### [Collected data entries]
════

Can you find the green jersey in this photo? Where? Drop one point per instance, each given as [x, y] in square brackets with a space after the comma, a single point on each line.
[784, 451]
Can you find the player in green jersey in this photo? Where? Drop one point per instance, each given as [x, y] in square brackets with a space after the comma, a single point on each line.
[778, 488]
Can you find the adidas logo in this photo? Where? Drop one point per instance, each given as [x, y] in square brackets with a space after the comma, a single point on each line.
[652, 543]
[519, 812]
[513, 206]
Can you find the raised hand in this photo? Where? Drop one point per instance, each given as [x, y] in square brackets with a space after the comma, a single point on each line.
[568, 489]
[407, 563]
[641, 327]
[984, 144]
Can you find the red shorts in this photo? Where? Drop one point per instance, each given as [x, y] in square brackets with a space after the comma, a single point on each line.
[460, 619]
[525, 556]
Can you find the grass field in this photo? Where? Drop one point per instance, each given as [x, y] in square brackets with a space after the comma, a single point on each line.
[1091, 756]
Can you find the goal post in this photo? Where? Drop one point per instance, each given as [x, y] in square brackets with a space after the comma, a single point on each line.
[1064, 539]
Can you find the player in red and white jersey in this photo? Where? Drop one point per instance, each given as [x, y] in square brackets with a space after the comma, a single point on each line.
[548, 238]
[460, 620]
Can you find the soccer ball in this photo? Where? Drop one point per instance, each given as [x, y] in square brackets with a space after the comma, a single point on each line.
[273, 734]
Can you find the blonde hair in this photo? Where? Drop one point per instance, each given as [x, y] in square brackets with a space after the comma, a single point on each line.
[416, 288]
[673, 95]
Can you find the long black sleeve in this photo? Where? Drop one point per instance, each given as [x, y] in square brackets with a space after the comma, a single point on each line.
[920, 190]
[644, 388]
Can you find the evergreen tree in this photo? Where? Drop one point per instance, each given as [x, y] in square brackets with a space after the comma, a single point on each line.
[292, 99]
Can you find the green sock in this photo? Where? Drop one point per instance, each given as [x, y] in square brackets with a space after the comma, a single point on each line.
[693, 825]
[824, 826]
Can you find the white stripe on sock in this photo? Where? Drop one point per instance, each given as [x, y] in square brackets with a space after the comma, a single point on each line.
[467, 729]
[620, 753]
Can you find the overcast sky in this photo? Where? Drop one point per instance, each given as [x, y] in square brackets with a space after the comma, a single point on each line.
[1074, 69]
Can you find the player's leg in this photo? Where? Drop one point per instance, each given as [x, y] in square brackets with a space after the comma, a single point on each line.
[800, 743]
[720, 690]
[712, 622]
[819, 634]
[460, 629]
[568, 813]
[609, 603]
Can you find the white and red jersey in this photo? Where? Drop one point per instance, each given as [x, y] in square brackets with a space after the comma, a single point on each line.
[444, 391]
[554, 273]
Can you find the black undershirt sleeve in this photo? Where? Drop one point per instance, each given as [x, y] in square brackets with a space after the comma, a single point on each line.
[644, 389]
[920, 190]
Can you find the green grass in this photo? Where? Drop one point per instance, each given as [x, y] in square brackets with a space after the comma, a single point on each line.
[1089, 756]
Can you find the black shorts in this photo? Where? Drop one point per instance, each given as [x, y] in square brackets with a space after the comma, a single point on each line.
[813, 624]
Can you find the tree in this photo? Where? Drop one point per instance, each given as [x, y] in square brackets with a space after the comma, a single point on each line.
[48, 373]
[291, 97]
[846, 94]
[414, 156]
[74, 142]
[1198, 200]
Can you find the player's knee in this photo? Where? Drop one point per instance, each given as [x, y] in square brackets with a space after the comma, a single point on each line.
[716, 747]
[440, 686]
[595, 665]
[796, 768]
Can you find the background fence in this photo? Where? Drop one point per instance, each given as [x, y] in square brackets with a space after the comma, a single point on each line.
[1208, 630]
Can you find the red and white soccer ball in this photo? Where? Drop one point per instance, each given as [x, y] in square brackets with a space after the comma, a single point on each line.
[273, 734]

════

### [EXERCISE]
Print the material verbatim, all of it.

### [WRITTEN REPLY]
Can you find the green jersey in this photo? Where? Drop one point per instance, each given as [x, y] in square brackets with a space after the comma, a single point on each line.
[784, 451]
Can you find the player in green jersey in this photo? Where? Drop one point per instance, each given as [x, y] in square brackets with a space after the comma, a single point on each line.
[778, 488]
Can you find the adidas logo in this photo? Where? Drop one point per instance, each given as [x, y] in square brackets with a space after the comma, a single point on each line.
[652, 543]
[519, 812]
[513, 206]
Can you find the raised hand in this photo? Where? Drop one point per instance, each given as [x, y] in square brackets with a space after the comma, a single point on each line.
[568, 489]
[407, 563]
[641, 327]
[984, 144]
Can you find the red shorts in this photo? Where? Drop one point per instance, each given as [x, y] in square brackets with a space after the comma, a single point on each line.
[460, 619]
[525, 556]
Can you find the grass field in this photo? Where? Drop one point per instance, each given as [x, y] in square brackets with a space after the comma, a single point on each line.
[1091, 756]
Can you find the goal post in this photo? Where? Drop one point per instance, each given as [x, y] in square brackets with a space after the comma, a single point on each line.
[1064, 539]
Can you find the player in red and white jersey in this photo? Where? Drop one point per instance, each given as [x, y] in square brackets with a space after the comma, a single point on each line.
[548, 238]
[460, 620]
Can you find the soccer ball in this photo? Where? Drop one point per instance, each given as [x, y] in square brackets with a space after the comma, a single point on each line.
[273, 734]
Can you find the blonde hair in this photo? Where? Drop one point per instance, each given as [x, y] in square brackets with a space after the comma, a single point on each line.
[416, 288]
[673, 95]
Can you find the long black sleeve in this photo? Where? Drop one point per instance, each given as [x, y] in square brackets with a space after the comma, a single point on each line.
[920, 190]
[644, 388]
Can you find the evergreen tree in this photo? Where? Drop one point per instance, each given as [x, y] in square brackets with a space after the comma, a single point on each line.
[292, 99]
Can you find the green sock in this photo? Where? Drop one point per instance, each given as [x, y] in square brackets with a space after the comma, a single point on each line.
[693, 825]
[824, 826]
Can you find the white stripe on sock in this photo? Where? Drop one point per instance, each given as [x, y] in square brackets with a space after the comma, a single point on each line.
[467, 729]
[620, 753]
Can you find the overcast sky in this photo? Where? Drop one point per instance, each given as [x, y] in square brackets with a space after the comma, a single point on each line.
[1074, 69]
Can you find the player's leg in this photo? Where? Drop one point per instance, each given as [x, y] in square brackets with a space after the comma, a single point on each line.
[800, 743]
[720, 690]
[712, 622]
[819, 634]
[460, 629]
[568, 813]
[609, 603]
Can you find the white and red jersey in this photo? Where? Drop one point per instance, each given as [x, y] in square brackets with a space after the comma, a single point on each line.
[444, 391]
[554, 273]
Can you find the black undershirt sleeve in this photo? Where? Drop one point per instance, each given as [x, y] in square brackets with a space after the comma, a single point on each line.
[644, 389]
[920, 190]
Can you find the green grass in this photo? Where? Drop one point per instance, each given as [x, y] in square brackets with a space after the comma, a single point on each line.
[1089, 756]
Can you find the black shorts in this photo? Where? Drop one point per instance, each given as [x, y] in square brackets with a space after the comma, a single point on each line.
[813, 624]
Can you find the tree in this photo? Where? Drop one point per instance, each given as [x, y] in square brackets with a space after the comma, a single point on each line.
[48, 373]
[291, 97]
[846, 94]
[414, 156]
[74, 142]
[1198, 200]
Can you find the player's knee in this photo? Where? Drop one point per instance, each given as [x, y] in square brackets with a space after the comma, a single point on each line.
[716, 747]
[440, 686]
[595, 665]
[796, 768]
Can you find the background fence in this photo? Where? Drop one point per instance, each given as [x, y] in square brackets with a space after the comma, a single point on each line.
[1208, 630]
Can you find the red and white soccer ball in this photo? Where? Drop one point per instance, each given as [x, y] in square brackets with a space after the comma, a single point on each line.
[273, 734]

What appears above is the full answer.